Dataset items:
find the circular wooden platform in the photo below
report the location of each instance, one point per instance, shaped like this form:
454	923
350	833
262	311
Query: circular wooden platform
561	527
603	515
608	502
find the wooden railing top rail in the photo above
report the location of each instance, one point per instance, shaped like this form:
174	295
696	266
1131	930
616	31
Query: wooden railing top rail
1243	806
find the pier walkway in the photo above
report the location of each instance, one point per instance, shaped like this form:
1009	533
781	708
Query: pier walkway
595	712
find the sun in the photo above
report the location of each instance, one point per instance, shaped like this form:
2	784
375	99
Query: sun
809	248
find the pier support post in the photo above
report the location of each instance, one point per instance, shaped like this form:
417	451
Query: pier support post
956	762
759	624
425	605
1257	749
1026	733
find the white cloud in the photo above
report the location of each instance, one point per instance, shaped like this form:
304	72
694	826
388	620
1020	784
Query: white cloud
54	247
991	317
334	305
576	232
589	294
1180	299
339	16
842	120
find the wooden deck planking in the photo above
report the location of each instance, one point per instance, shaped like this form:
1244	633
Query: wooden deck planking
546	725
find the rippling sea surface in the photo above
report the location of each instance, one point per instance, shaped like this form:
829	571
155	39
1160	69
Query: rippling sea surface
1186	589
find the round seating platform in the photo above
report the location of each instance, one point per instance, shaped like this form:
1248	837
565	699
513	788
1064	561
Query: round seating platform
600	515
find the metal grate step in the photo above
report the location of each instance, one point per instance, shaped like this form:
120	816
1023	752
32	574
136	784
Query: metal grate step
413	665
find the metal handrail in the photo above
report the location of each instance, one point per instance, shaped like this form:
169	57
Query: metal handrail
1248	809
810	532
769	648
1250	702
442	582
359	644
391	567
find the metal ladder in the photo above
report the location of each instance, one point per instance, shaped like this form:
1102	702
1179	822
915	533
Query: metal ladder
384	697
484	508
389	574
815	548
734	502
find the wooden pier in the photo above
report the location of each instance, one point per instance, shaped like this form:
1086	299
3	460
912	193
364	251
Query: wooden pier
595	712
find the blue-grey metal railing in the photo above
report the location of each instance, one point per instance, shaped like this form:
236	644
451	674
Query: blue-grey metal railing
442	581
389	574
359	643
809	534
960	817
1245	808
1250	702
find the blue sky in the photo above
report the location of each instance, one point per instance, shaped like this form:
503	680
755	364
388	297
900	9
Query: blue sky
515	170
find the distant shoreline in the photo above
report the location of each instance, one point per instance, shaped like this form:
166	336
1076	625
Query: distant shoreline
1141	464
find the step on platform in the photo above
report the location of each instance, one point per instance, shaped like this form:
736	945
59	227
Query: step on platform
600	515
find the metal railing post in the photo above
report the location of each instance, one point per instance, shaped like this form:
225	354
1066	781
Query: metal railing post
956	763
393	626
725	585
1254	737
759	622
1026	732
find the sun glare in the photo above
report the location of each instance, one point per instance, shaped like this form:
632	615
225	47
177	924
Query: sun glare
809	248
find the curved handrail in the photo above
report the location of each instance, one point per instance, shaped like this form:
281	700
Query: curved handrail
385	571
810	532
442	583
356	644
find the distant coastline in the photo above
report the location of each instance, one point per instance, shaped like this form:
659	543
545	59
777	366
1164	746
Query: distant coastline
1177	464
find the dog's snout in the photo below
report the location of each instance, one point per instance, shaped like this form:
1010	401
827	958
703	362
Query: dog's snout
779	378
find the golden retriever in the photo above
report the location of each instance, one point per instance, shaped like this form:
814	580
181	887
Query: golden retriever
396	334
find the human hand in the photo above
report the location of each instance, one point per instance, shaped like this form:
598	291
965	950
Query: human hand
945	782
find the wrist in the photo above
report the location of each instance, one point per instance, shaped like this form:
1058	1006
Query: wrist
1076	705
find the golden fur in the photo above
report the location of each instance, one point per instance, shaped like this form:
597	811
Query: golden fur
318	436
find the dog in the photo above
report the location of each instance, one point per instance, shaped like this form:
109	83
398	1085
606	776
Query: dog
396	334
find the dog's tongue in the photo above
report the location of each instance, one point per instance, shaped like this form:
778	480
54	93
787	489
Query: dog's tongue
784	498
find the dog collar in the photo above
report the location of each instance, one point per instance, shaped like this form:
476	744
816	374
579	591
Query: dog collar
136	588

**Problem description**
Answer with one number only: how many lines of the entries above include the word "below"?

**Solution to the exercise**
2